----- ИСХОДНЫЙ ТЕКСТ -----

Смердяков выражает взгляды первой разновидности — низшей, но и самой распространенной. Стихи потому для него «существенный вздор-с», что «никто на свете в рифму не говорит». Поэзия для него и ему подобных не имеет права на существование, потому что не имеет применения в обыденной жизни. Раз люди не говорят стихами, значит они не нуждаются в стихах. Этим своим недругам поэт ответит: да разве человек нуждается лишь в том, что легко назвать первыми попавшимися словами? Разве довольствуется он той обыденщиной, которая его окружает и с которой ему приходится мириться? Под кнутом мириться, когда ее обманчиво принаряжает власть. Если ты плаваешь в ней, как рыба в воде, я пишу не для тебя; но не мешай мне говорить о другом, и не мешай другим меня слушать.

Второй круг врагов поэзии состоит из людей более хитроумных. Они говорят, что в прошлом поэзия была, пожалуй, и не бесполезна, но что в наше время нужны не слова, а дела, или такие слова, которые служат делам. В наше время нужна наука и ее применение к жизни, нужно осуществляемое при помощи науки производство и строительство; а поэзия, если на что-нибудь годится, то разве на то, чтобы подстегивать строителей и потребителей, чтобы внушать им веру в прогресс и трудовой энтузиазм. Поэт на это ответит: вы переоцениваете различие времен. Двести и триста, и тысячу, и три тысячи лет назад люди рождались, любили, умирали; верили, мучились, радовались; ненавидели, прощали – как они это делают и теперь. Никакая наука не только не в состоянии этого изменить, но и никакого отношения к этому иметь не может. Если же, по-вашему, она до такой степени способна переделать людей, что им станет непонятен и ненужен тот язык, который обо всем этом только и может говорить — по-человечески говорить, а не на жаргоне счетоводов или электронных машин, — тогда и впрямь не будет больше поэзии, но не будет больше и человека.

-----

**ЗАДАНИЯ УПРАЖНЕНИЯ:**
1. Почему, согласно отрывку о врагах поэзии, Смердяков считает стихи «существенным вздором-с»?
2. Какие действия, по словам отрывка о врагах поэзии, люди совершали и тысячи лет назад, и совершают теперь? Назовите все.

----- ВЫДЕРЖКА ИЗ ДАННЫХ -----

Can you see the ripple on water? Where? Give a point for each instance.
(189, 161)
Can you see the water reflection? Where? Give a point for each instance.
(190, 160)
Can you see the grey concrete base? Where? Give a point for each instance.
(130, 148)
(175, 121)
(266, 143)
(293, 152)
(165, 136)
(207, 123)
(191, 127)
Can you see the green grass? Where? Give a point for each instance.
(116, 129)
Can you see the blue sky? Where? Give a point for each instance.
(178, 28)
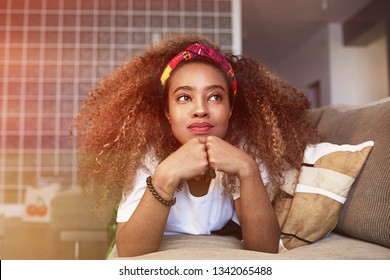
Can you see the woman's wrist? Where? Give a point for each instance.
(165, 183)
(249, 169)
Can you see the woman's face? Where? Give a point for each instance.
(198, 102)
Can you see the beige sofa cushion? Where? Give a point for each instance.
(365, 214)
(192, 247)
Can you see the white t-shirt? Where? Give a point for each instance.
(190, 214)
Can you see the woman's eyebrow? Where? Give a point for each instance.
(214, 87)
(208, 88)
(187, 88)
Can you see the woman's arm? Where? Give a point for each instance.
(259, 225)
(143, 232)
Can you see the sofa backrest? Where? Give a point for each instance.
(365, 215)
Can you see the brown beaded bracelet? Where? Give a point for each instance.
(157, 195)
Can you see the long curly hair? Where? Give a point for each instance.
(123, 119)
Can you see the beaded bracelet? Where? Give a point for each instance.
(157, 195)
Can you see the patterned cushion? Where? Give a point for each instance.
(312, 210)
(365, 214)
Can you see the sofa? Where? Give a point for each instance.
(361, 225)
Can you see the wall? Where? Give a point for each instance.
(347, 75)
(358, 75)
(309, 64)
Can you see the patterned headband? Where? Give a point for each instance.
(192, 52)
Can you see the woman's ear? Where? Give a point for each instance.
(167, 115)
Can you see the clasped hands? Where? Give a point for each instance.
(202, 156)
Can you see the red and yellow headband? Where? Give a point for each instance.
(192, 52)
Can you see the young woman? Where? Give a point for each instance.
(190, 141)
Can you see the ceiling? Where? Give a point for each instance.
(273, 28)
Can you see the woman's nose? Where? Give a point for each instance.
(200, 110)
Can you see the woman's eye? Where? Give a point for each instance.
(215, 97)
(184, 98)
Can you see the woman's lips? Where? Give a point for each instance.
(200, 127)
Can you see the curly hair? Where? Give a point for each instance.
(123, 118)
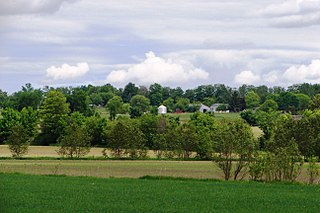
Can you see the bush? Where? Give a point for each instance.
(75, 142)
(18, 141)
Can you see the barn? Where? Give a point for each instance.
(162, 109)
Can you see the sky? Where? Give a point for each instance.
(183, 43)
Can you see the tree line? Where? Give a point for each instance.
(66, 117)
(293, 99)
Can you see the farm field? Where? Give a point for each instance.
(121, 168)
(113, 168)
(32, 193)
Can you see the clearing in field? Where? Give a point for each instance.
(31, 193)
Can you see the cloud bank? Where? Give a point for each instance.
(13, 7)
(246, 77)
(303, 73)
(66, 71)
(293, 75)
(158, 70)
(294, 13)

-----

**ОТВЕТЫ К ЗАДАНИЯМ:**
1. Потому что «никто на свете в рифму не говорит».

2. Рождались, любили, умирали, верили, мучились, радовались, ненавидели, прощали.